GIVEN TEXT START
The coordination of group behavior in the social insects is representative of a broader phenomenon in nature, emergent biological complexity. In such systems, it is believed that large-scale patterns result from the interaction of relatively simple subunits. This dissertation involved the study of one such system: the social foraging of the ant Temnothorax rugatulus. Physically tiny with small population sizes, these cavity-dwelling ants provide a good model system to explore the mechanisms and ultimate origins of collective behavior in insect societies. My studies showed that colonies robustly exploit sugar water. Given a choice between feeders unequal in quality, colonies allocate more foragers to the better feeder. If the feeders change in quality, colonies are able to reallocate their foragers to the new location of the better feeder. These qualities of flexibility and allocation could be explained by the nature of positive feedback (tandem run recruitment) that these ants use. By observing foraging colonies with paint-marked ants, I was able to determine the `rules' that individuals follow: foragers recruit more and give up less when they find a better food source. By altering the nutritional condition of colonies, I found that these rules are flexible - attuned to the colony state. In starved colonies, individual ants are more likely to explore and recruit to food sources than in well-fed colonies. Similar to honeybees, Temmnothorax foragers appear to modulate their exploitation and recruitment behavior in response to environmental and social cues. Finally, I explored the influence of ecology (resource distribution) on the foraging success of colonies. Larger colonies showed increased consistency and a greater rate of harvest than smaller colonies, but this advantage was mediated by the distribution of resources. While patchy or rare food sources exaggerated the relative success of large colonies, regularly (or easily found) distributions leveled the playing field for smaller colonies. Social foraging in ant societies can best be understood when we view the colony as a single organism and the phenotype - group size, communication, and individual behavior - as integrated components of a homeostatic unit.
GIVEN TEXT END
[PROMPT] Decide whether each statement agrees with the ant foraging abstract, answering yes or no and quoting the deciding words of the abstract. 1. Starved colonies have individual ants that are less likely to explore than those in well-fed colonies. 2. When offered feeders unequal in quality, colonies send more foragers to the better one. 3. Patchy food sources leveled the playing field for smaller colonies. The items are not needed for any of the tasks.
DATA EXTRACTS START
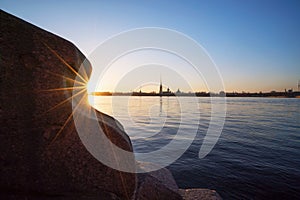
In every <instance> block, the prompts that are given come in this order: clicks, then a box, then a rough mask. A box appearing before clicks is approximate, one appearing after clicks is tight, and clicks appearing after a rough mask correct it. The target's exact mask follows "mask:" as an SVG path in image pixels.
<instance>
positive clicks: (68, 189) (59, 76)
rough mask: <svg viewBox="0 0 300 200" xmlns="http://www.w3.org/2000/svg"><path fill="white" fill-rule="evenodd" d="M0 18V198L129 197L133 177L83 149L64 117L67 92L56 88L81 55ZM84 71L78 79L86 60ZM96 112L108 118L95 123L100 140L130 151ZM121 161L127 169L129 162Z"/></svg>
mask: <svg viewBox="0 0 300 200" xmlns="http://www.w3.org/2000/svg"><path fill="white" fill-rule="evenodd" d="M0 17H1V18H0V30H1V31H0V56H1V57H0V67H1V68H0V70H1V71H0V76H1V106H0V114H1V124H0V127H1V132H0V159H1V160H0V194H1V195H2V196H3V195H4V196H6V197H9V196H14V195H16V196H18V194H21V196H25V197H28V196H31V197H34V196H39V195H41V196H44V197H45V196H47V195H48V196H49V195H50V196H53V195H54V196H57V197H62V198H63V197H66V198H67V197H69V196H70V194H72V197H74V198H76V196H78V197H82V194H84V195H87V197H86V198H89V195H92V196H95V195H96V196H97V194H99V197H101V196H102V197H104V196H107V197H108V198H110V197H111V199H118V198H119V199H130V198H131V196H132V195H133V193H134V190H135V188H136V175H135V174H130V173H124V172H120V171H117V170H114V169H111V168H109V167H107V166H105V165H103V164H102V163H101V162H99V161H98V160H96V159H95V158H94V157H93V156H92V155H91V154H90V153H89V152H88V151H87V150H86V148H85V147H84V146H83V145H82V142H81V140H80V138H79V136H78V134H77V132H76V129H75V128H74V121H73V119H72V116H71V114H72V105H71V96H72V91H73V90H74V88H73V89H70V90H66V89H62V90H61V89H59V88H68V87H72V86H73V83H74V81H73V80H74V78H75V76H76V73H77V72H78V69H79V67H80V65H81V64H82V63H83V62H84V60H85V57H84V55H83V54H82V53H81V52H80V51H79V50H78V49H77V48H76V47H75V46H74V45H73V44H72V43H70V42H68V41H66V40H64V39H62V38H60V37H58V36H56V35H53V34H51V33H49V32H47V31H44V30H42V29H40V28H38V27H36V26H33V25H31V24H29V23H27V22H25V21H23V20H21V19H18V18H16V17H14V16H12V15H10V14H7V13H6V12H4V11H0ZM84 66H85V67H84V69H85V70H84V71H81V72H80V75H81V76H82V77H83V79H85V81H87V80H88V78H89V75H90V72H91V66H90V64H89V62H88V61H85V62H84ZM82 82H83V83H84V81H82ZM84 84H85V83H84ZM56 89H59V90H56ZM81 90H86V89H85V88H81ZM83 92H84V93H86V91H83ZM97 115H98V117H99V119H102V118H106V119H107V121H106V122H101V121H100V122H99V123H100V126H101V127H106V129H105V130H107V132H105V134H106V135H107V137H109V138H110V139H111V141H112V142H113V143H114V144H116V145H117V146H119V147H121V148H122V149H124V150H127V151H131V152H132V145H131V142H130V139H129V138H128V136H127V135H126V133H125V132H124V131H123V130H122V129H121V128H119V126H117V125H116V121H115V120H114V119H113V118H111V117H108V116H106V115H104V114H102V113H99V112H98V113H97ZM70 116H71V117H70ZM105 150H106V151H107V149H105ZM117 156H118V155H117ZM128 162H132V164H134V158H133V159H132V160H129V161H128ZM76 194H77V195H76ZM103 195H104V196H103ZM70 198H71V197H70Z"/></svg>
DATA EXTRACTS END
[ANSWER AREA]
1. No: "In starved colonies, individual ants are more likely to explore and recruit to food sources than in well-fed colonies."
2. Yes: "Given a choice between feeders unequal in quality, colonies allocate more foragers to the better feeder."
3. No: "While patchy or rare food sources exaggerated the relative success of large colonies, regularly (or easily found) distributions leveled the playing field for smaller colonies."